Abstract
One significant clinical symptom of familial hypobetalipoproteinemia [FHBL] due to defects in apolipoprotein B (apoB) is steatohepatosis. However, the increased hepatic fat content in apoB-related FHBL subjects was not associated with glucose intolerance, in contrast with what is the case in the metabolic syndrome. Meanwhile, in human subjects with similar apoB truncations, degree of obesity and insulin sensitivity, their liver triglyceride (TG) contents may vary considerably, suggesting that, in addition to defective apoB, other genes may affect the magnitude of hepatic TG accumulation. We hypothesized that genetic background affects the severity of hepatic steatosis and the expression of insulin sensitivity. To test the hypotheses, mouse apoB38.9-bearing congenies were bred under high, medium and low liver triglyceride (TG) backgrounds using “speed congenics” approach. These mice were fed on regular diet for 12 weeks. Their insulin sensitivity, serum and liver lipids were assessed. The highest liver fat strain [BALB/cByJ] accumulated significantly higher TG in the liver under apoB38.9 heterozygous condition, while the lowest liver fat strain [SWR/J] had the smallest liver TG change, suggesting that the genetic backgrounds affected the hepatic TG responses to the presence of the apoB38.9 mutation. Interestingly, only the low liver fat strain [SWR/J-apoB38.9] showed significant upward shifts of both glucose tolerance test (GTT) and insulin tolerance test (ITT) curves. Neither the glucose nor the insulin tolerance curves were altered in the two cognate congenics with higher liver fat content [BALB/cByJ and C57BL/6J]. Thus, hepatic TG contents and measures of glucose metabolism were dissociated from each other. It is tempting to conclude that hepatic TG per se may not be responsible for the insulin resistance seen in fatty liver. The genetic/molecular bases for the differences between SWR/J and the other two strains with respect to their glucose metabolic responses to increases in hepatic TG contents remain to be elucidated.

■ ■ ■

* **Questions on the material**:
a - Render this sentence from the abstract on liver fat in apoB38.9 congenic mice into Spanish: "Thus, hepatic TG contents and measures of glucose metabolism were dissociated from each other."
b - Supply the next part of the abstract on liver fat and insulin sensitivity in apoB38.9 congenic mice, starting after its last sentence.

■ ■ ■

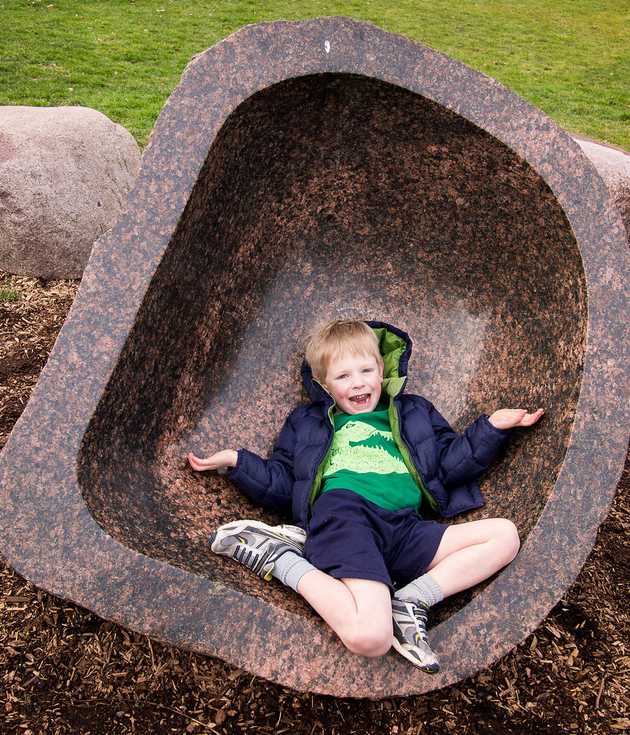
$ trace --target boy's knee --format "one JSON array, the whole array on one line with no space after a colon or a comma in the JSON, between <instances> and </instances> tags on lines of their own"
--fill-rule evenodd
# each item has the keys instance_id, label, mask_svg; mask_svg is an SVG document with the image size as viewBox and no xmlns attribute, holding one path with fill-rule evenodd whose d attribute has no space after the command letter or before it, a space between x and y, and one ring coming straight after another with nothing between
<instances>
[{"instance_id":1,"label":"boy's knee","mask_svg":"<svg viewBox=\"0 0 630 735\"><path fill-rule=\"evenodd\" d=\"M499 518L499 538L501 540L501 546L506 556L506 564L512 561L518 554L518 550L521 548L521 540L518 535L518 529L507 518Z\"/></svg>"},{"instance_id":2,"label":"boy's knee","mask_svg":"<svg viewBox=\"0 0 630 735\"><path fill-rule=\"evenodd\" d=\"M344 636L343 643L348 650L360 656L384 656L391 648L392 637L391 628L357 627Z\"/></svg>"}]
</instances>

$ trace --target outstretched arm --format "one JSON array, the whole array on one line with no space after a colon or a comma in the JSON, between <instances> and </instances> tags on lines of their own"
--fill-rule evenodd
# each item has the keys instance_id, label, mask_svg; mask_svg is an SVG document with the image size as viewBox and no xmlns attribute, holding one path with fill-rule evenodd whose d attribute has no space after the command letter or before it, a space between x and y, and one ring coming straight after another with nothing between
<instances>
[{"instance_id":1,"label":"outstretched arm","mask_svg":"<svg viewBox=\"0 0 630 735\"><path fill-rule=\"evenodd\" d=\"M542 409L528 413L522 408L504 408L490 417L480 416L457 434L432 404L429 412L438 444L440 479L451 487L481 477L505 444L508 430L531 426L543 414Z\"/></svg>"},{"instance_id":2,"label":"outstretched arm","mask_svg":"<svg viewBox=\"0 0 630 735\"><path fill-rule=\"evenodd\" d=\"M200 472L227 469L227 479L254 503L270 510L290 512L295 450L292 416L285 421L269 459L248 449L224 449L206 458L190 452L190 466Z\"/></svg>"}]
</instances>

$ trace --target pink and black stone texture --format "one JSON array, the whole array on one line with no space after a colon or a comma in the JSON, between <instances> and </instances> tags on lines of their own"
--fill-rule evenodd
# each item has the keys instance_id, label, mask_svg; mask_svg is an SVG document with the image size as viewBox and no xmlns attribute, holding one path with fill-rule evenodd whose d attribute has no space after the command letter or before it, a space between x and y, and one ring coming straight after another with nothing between
<instances>
[{"instance_id":1,"label":"pink and black stone texture","mask_svg":"<svg viewBox=\"0 0 630 735\"><path fill-rule=\"evenodd\" d=\"M494 79L347 18L247 26L195 57L128 210L0 460L1 551L103 618L296 689L420 693L487 667L575 579L627 445L625 233L593 166ZM294 593L213 556L276 518L189 450L266 453L303 399L302 339L399 325L409 390L456 428L546 409L483 484L523 547L442 607L429 677L349 653Z\"/></svg>"}]
</instances>

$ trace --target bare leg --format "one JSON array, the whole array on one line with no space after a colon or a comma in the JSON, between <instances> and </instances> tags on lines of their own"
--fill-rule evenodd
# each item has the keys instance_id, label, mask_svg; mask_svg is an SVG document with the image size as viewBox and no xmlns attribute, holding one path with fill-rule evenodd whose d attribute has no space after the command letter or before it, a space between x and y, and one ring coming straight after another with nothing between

■ ■ ■

* **List of answers**:
a - Así, el contenido hepático de TG y las medidas del metabolismo de la glucosa se disociaron entre sí.

b -
Introduction
Familial hypobetalipoproteinemia [FHBL] in its heterozygous form is a relatively mild condition characterized by low plasma concentrations of total- and LDL-cholesterol that segregates in most families as a Mendelian codominant. Its underlying genetic basis is unknown in most families, but several genes and susceptibility loci have been identified.1 One of the genes identified with FHBL specifies the production of apolipoprotein B100 [apoB100], a protein which in its mature form contains 4536 amino acid residues. Lipids stored in liver, combine with apoB100 in the endoplasmic reticulum [ER] and Golgi apparatus to form VLDL particles that are secreted into plasma. Thus, apoB100 is an integral, structural part of VLDL.2 Another form of apoB, apoB48, is secreted from intestine as part of chylomicrons. The assembly of chylomicrons in enterocytes resembles the assembly of VLDL in hepatocytes.3
As VLDL is converted to LDL in plasma, apoB100 remains with the metabolizing particles. Thus, apoB100 is the major protein associated with LDL.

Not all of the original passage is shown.